THE LEGAL PROFESSION - AND A LOOK AHEAD

A. Legal Profession

The Italian Legal Tradition

The Italian Legal Profession

1 Introduction

If one approaches the Italian legal profession from the direction of its counterpart in England and Wales, what one encounters will probably appear very unfamiliar. The lawyer or law student who is acquainted with the structure of the profession in England and Wales is used to the dominant professional division being between barristers and solicitors. The solicitor is the lawyer who a client approaches to make a will, execute a conveyance of a house or advise in relation to matrimonial difficulties. He is also the lawyer whom one employs to defend one in the magistrates' courts and possibly to bring or defend an action in the County Court. However, to be defended in the Crown Court on a more serious criminal charge, or to be represented in the higher civil courts, a barrister will be instructed. The barrister will receive his instructions through a solicitor, and likewise if specialist advice is required outside of the context of litigation, the services of a barrister may be called upon. The barrister is seen as a specialist or consultant, as well as being a professional advocate. The solicitor is more in the mode of a general practitioner. It is only in the last quarter of a century that solicitors have begun to win the right to appear before the higher courts and to be considered as candidates for judicial office. Although they have acquired such rights, it is still rare for a solicitor to be appointed directly to the High Court bench. High Court judges are still almost exclusively appointed from among the ranks of practising barristers. Judges are usually approaching fifty years of age when appointed; senior judges in the Court of Appeal and the House of Lords are almost invariably in their sixties.

In Italy as in other civil law countries, the situation is markedly different. To begin with, the great professional divide is not between barristers and solicitors, but between practising lawyers and magistrates. Those who choose to practise law by advising clients and appearing for them in court eschew forever the possibility of a career on the bench. A judicial vocation must be recognized early; all judges must be under forty at the time of their initial appointment. The magistrates form a distinct professional class employed by the State, in effect a branch of the civil service. Practising lawyers are in business on their own account. The magistrates comprise the judicial magistrates who hear and determine cases before the courts, but also include those who work in the pubblicoministero, the investigating magistrates who inquire into crimes and initiate and prosecute all criminal proceedings. The practising profession is divided into procurators and advocates, which two occupations are not mutually exclusive. The temptation to equate procurators with solicitors and advocates with barristers should be resisted. Most advocates are also procurators, and most procurators proceed in a short while to become advocates.

Among the class of practising lawyers should also be included the notaries. They have very important functions in civil law systems where they form a distinct professional caste. Although there are notaries public in England and Wales, their role is nowhere as extensive nor their position so important as that of their counterparts in the Italian republic. While most notaries in England and Wales are also practising solicitors, in Italy a notary may not be a procurator or advocate.

· · ·

__Problem 1__
Copy the lines of the listing starting at the line that contains "of the mountain" and ending at the line that contains "(1081, 436)", with both of those lines included. Leave the pictures out of your copy.
The text and the listing have nothing to do with each other.

[Excerpts of location labeling data]
· · ·

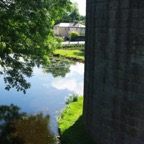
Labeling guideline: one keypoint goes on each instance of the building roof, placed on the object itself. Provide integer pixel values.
(70, 25)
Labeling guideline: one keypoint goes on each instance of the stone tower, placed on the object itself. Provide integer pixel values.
(114, 71)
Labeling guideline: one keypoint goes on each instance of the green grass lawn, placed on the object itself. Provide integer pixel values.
(71, 124)
(70, 53)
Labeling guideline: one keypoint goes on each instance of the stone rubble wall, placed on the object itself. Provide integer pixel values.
(114, 71)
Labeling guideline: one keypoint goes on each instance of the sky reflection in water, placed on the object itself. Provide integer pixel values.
(47, 93)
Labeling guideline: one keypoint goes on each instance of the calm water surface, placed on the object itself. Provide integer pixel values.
(47, 93)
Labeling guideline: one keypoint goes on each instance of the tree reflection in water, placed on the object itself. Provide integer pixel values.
(58, 67)
(18, 128)
(15, 68)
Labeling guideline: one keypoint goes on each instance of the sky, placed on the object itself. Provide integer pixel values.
(82, 6)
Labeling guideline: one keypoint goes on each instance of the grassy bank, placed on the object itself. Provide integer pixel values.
(71, 124)
(73, 54)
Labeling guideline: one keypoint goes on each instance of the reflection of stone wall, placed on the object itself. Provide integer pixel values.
(114, 75)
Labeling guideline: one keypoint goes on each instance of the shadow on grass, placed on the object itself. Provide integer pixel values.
(76, 134)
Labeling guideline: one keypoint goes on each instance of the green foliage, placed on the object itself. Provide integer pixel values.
(20, 128)
(73, 35)
(71, 124)
(26, 30)
(73, 14)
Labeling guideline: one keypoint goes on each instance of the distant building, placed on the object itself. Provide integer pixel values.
(64, 29)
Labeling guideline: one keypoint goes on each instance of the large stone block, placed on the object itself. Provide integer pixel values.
(114, 71)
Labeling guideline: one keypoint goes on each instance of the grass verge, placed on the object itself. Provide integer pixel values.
(71, 124)
(70, 53)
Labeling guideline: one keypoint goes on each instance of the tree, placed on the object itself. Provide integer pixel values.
(72, 15)
(26, 30)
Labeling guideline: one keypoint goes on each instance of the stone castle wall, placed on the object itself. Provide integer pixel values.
(114, 71)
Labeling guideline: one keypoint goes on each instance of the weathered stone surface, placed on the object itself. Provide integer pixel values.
(114, 71)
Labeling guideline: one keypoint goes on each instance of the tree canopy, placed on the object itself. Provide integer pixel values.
(26, 30)
(72, 15)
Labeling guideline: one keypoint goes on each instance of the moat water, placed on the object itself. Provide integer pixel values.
(50, 86)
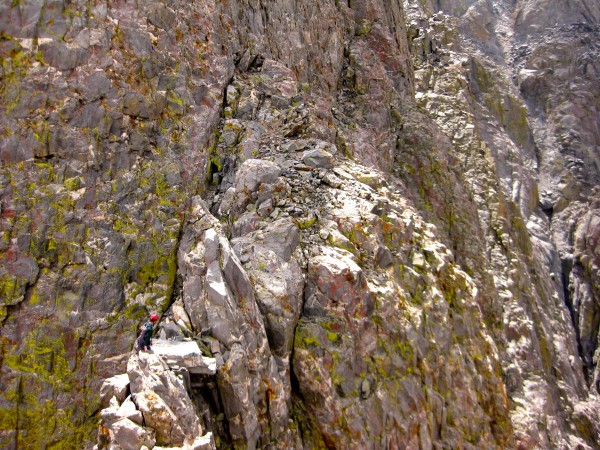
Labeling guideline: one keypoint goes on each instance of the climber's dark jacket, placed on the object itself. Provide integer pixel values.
(145, 338)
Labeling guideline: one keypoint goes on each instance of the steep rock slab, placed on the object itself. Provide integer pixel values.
(220, 301)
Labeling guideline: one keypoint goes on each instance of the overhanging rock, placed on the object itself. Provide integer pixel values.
(184, 354)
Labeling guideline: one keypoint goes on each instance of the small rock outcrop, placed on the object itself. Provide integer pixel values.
(157, 410)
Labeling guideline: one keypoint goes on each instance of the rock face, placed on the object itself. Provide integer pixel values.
(365, 224)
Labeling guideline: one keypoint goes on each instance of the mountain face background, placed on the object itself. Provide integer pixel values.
(382, 218)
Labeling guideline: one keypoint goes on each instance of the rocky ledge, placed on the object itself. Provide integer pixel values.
(150, 406)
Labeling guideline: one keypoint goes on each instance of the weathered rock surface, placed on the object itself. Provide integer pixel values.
(369, 223)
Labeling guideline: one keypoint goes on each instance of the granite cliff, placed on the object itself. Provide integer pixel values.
(380, 218)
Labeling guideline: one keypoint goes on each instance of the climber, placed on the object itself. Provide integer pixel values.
(144, 340)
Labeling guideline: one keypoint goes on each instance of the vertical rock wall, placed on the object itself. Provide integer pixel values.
(380, 219)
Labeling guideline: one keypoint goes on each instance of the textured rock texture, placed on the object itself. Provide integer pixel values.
(380, 218)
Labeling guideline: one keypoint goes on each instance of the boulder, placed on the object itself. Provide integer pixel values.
(163, 400)
(184, 354)
(131, 436)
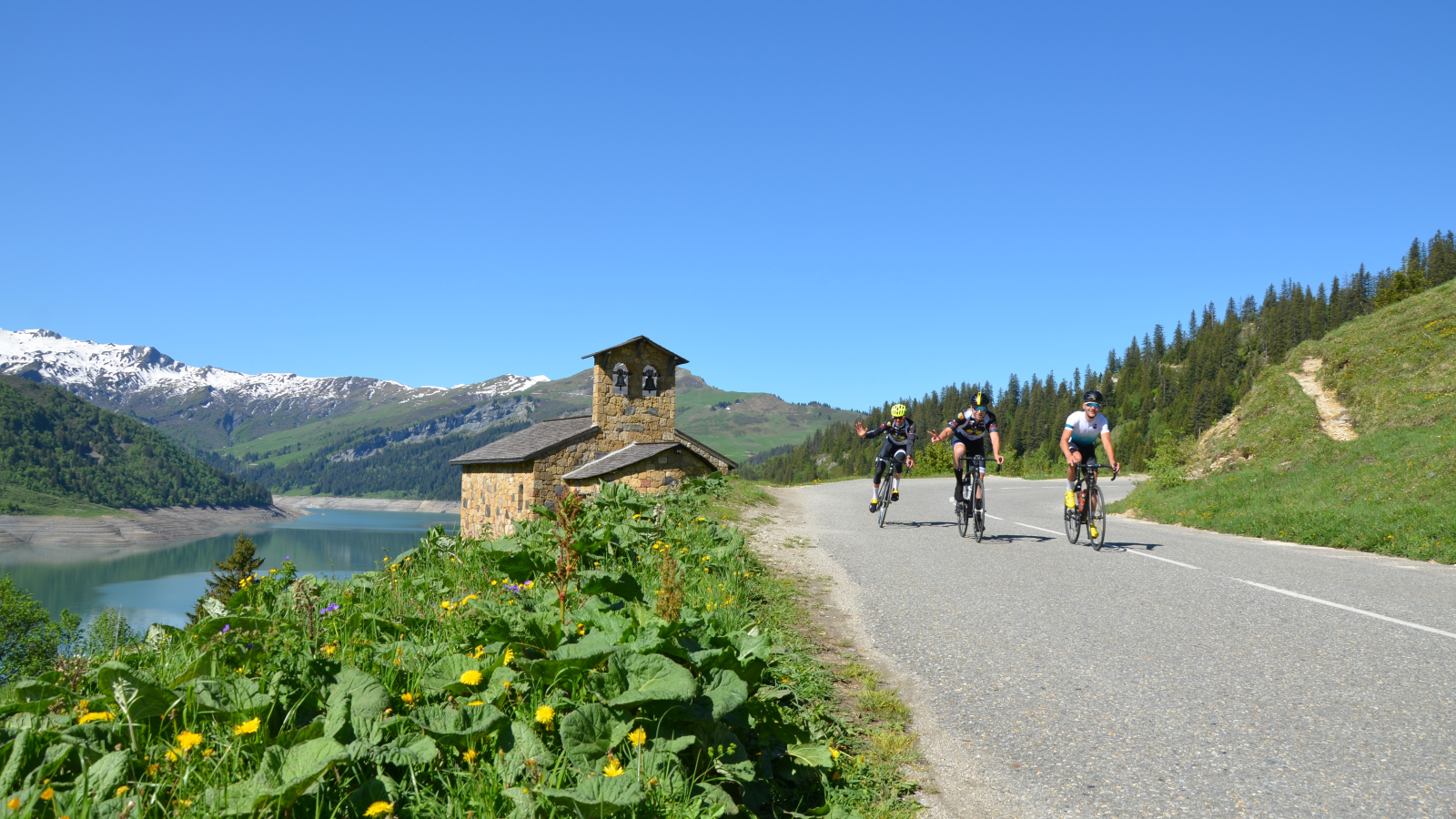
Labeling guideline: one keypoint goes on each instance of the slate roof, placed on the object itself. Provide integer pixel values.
(628, 455)
(640, 339)
(529, 442)
(703, 450)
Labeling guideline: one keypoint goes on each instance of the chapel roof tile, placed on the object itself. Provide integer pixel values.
(531, 442)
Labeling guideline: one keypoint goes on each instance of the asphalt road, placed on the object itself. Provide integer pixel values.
(1177, 672)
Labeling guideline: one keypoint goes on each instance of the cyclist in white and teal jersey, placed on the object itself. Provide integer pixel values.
(1081, 436)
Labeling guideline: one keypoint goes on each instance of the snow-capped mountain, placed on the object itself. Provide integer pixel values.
(215, 409)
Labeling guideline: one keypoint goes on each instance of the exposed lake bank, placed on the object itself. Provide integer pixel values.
(34, 538)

· · ·

__Problem 2__
Turn the paragraph of the text on the Italian legal profession that begins "Among the class of practising lawyers" into a short bulleted list that keeps its main facts.

__Written answer 1__
Labeling guideline: one keypoint goes on each instance of the mountain face background, placed on the object itself. Provide integer pixel values.
(382, 218)
Labeling guideline: one keypoint goes on each instance of the rocky ledge, placed on the object itself. Provide integer pixel values.
(150, 406)
Labeling guideline: one keypoint goes on each instance of the weathered rock surface, placed on the object itself. Provide integer pixel values.
(369, 223)
Labeling guideline: one keypoint goes on each instance of the granite cliff, placed on the object itself. Provide integer pixel values.
(380, 218)
Labeling guideline: one keypoint goes on each instance of the climber, placed on the object itself. Provide integer pixel values.
(144, 340)
Labeling guideline: one keypoint goes on each instance of the vertical rock wall, placed on the object itself. Provide integer pixel values.
(380, 219)
Labeling guideline: one keypoint goes on each instance of the textured rock texture, placed on the object itself. Provide integer pixel values.
(380, 218)
Labeling guideline: one keypoint goes on each instance of the boulder, placed on the object itself. Provide integer pixel values.
(163, 400)
(184, 354)
(131, 436)
Labeling guideline: one keypoint goes on each instance of the slate roof, placed on the object itself. Provide integer pixel values.
(628, 455)
(640, 339)
(529, 442)
(703, 450)
Labeling guideline: one keypoint goes on each instance of the chapel roof tile, placed on the object itself. Provide integer pixel values.
(531, 442)
Labeling guideline: one keypoint goes on each instance of the asphalt road, placed on the object itself. Provide integer pixel values.
(1177, 672)
Labeling guideline: one keypoint goes on each instance of the cyclist in white and teal jersey, placed on the object itself. Provide integer pixel values.
(1081, 436)

__Written answer 2__
- Notaries should be counted among practising lawyers.
- In civil law systems, notaries have very important functions and form a distinct professional caste.
- England and Wales also have notaries public, but their role is far less extensive and their position far less important than in Italy.
- Most notaries in England and Wales are also practising solicitors, but in Italy a notary may not be a procurator or advocate.